The tasks:
1) In the loadcell procedure, list every signal reading shown in the single cell scale example.
2) In the loadcell procedure, what wire color do REVERE/H.B.M. loadcells use for + excitation to the cell?
3) Pick up the loadcell procedure after its last sentence and keep writing it.

Given passage:
Start
A.  Determine the return signal wire colors.
      Colors for loadcells:                               REVERE/H.B.M.           Most Others
      +    EXCITATION to cell                           Green                            Red
      -     EXCITATION to cell                            Black                            Black
     +    SIGNAL from cell in tension          Red                                White
      -     SIGNAL from cell in tension          White                            Green

B.  Separate the signal wires at the junction box.
C.  Verify that the excitation is still applied to each cell.
D.  Apply excitation (system on), verify 8-15 volts d.c. (typical)
E.  Write down “empty scale” tare milli-volt readings from each cell.
F.  Add weight to scale progressively, write down readings for each cell.
      Where possible, apply stresses at cell under test.

LINEARITY

These examples assume 30mv/volt loadcells with 10 volt excitation.

1)   SINGLE CELL SCALES

should progress evenly in signal value returned for load applied
i.e. this example shows readings from a single cell scale with a 1500# loadcell:

LOAD                    SIGNAL               COMPUTED WEIGHT ON CELL

Tare Only:           12 mv.                  12/30mv. x 1500# = 600# tare

300#                      18mv.                   18/30mv. x 1500# = 900#

600#                      24mv.                   24/30mv. x 1500# = 1200#

900#                      30mv.                   30/30mv. x 1500# = 1500#

2)   MULTIPLE CELL SCALES,

example of a 3-cell scale using 3 x 500#  cells and a scale with a 600# tare.
End
Given records:
Start
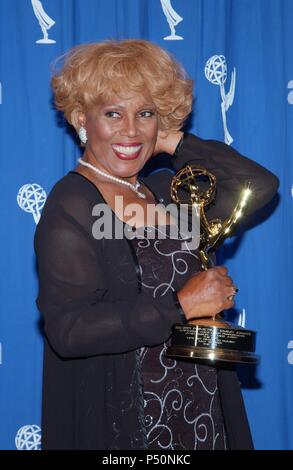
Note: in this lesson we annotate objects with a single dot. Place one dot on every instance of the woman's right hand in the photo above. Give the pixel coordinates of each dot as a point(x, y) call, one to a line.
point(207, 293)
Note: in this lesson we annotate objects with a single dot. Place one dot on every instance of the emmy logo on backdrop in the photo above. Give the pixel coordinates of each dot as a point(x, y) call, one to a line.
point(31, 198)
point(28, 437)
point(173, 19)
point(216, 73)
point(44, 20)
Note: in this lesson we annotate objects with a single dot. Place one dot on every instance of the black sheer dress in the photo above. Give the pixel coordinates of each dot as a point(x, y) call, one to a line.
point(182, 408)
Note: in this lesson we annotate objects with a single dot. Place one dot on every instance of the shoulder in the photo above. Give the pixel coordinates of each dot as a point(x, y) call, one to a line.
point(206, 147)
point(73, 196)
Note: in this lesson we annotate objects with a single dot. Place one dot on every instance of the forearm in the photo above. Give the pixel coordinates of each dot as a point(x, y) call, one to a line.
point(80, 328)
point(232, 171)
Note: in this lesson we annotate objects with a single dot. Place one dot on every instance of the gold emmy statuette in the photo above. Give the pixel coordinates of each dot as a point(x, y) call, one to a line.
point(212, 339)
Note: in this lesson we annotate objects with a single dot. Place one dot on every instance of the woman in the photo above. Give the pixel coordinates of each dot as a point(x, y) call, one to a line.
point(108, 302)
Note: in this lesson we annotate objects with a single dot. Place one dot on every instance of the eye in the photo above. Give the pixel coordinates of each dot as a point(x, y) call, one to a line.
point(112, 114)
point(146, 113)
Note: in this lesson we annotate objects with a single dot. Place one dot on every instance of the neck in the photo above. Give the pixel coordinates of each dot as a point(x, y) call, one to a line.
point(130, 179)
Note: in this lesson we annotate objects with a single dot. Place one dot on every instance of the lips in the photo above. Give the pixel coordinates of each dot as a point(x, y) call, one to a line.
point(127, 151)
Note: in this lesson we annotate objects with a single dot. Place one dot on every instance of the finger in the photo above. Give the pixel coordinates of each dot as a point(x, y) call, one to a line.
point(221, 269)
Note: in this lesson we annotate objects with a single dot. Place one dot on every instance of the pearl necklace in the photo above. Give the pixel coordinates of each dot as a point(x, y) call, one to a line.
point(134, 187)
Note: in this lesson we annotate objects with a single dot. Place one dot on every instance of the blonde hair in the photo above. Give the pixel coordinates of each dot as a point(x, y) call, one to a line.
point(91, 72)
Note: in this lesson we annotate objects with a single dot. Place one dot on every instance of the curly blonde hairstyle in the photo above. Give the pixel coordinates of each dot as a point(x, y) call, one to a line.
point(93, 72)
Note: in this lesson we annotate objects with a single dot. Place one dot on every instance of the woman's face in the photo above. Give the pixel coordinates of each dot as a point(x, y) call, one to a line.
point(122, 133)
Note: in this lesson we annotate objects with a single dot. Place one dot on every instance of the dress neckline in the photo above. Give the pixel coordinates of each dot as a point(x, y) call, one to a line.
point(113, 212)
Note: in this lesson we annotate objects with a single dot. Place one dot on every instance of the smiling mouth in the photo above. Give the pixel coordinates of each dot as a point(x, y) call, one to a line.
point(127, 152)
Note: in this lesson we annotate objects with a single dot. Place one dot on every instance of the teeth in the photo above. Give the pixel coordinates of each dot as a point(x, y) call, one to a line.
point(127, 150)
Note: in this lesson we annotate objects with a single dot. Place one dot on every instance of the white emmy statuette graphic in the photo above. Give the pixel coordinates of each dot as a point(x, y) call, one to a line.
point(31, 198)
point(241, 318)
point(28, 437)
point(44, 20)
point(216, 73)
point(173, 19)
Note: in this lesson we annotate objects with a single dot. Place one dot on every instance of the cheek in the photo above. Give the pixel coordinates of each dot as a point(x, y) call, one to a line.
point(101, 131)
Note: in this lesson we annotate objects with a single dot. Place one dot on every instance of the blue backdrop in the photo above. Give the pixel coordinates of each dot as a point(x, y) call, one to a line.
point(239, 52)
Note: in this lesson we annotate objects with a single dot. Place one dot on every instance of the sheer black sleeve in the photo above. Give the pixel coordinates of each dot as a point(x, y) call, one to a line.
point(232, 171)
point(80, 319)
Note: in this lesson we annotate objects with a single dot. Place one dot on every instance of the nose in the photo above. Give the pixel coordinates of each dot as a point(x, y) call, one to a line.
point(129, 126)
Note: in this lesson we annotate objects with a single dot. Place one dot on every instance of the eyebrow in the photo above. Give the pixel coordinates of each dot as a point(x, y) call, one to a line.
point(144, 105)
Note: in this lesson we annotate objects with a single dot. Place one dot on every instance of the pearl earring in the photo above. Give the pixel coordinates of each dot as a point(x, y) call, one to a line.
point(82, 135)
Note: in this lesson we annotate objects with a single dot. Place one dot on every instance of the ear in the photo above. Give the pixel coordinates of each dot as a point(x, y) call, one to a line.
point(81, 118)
End
Per-task outputs:
1) 12 mv, 18 mv, 24 mv, 30 mv

2) Green

3)
LOAD  CELL-1 / weight              CELL-2 / weight            CELL-3 / weight

Tare:    12 mv.        200#             11.4 mv.      190#         12.6 mv.     210#

300#     18 mv.        300#             17.1 mv.      285#         18.9 mv.     315#

600#      24 mv.       400#             22.8 mv.     380#          25.2 mv.     420#

900#      30 mv.       500#             28.5 mv.     475#          31.5 mv.     525#

NOTE: SIGNALS were measured, WEIGHTS were computed and should total up to actual, i.e. Tare  =  200 + 190 + 210  =  600#.

               EVALUATION OF CELL DATA FOR SCALE ACCURACY

This can be best summarized by documenting the working range of the cell for its LOADING.

1)   SINGLE LOADCELL Scales:

Used (for example) with 10 volts excitation and a 3 mv. /volt response (0mv. no-load, 30mv. full load),  should be tested for tare and full scale signal readings.

- If the full-scale minus tare value is less than 20% (6mv.), gain and accuracy will be impaired.

- A good solution is to mechanically balance out the tare in the scale so that a smaller cell can be used.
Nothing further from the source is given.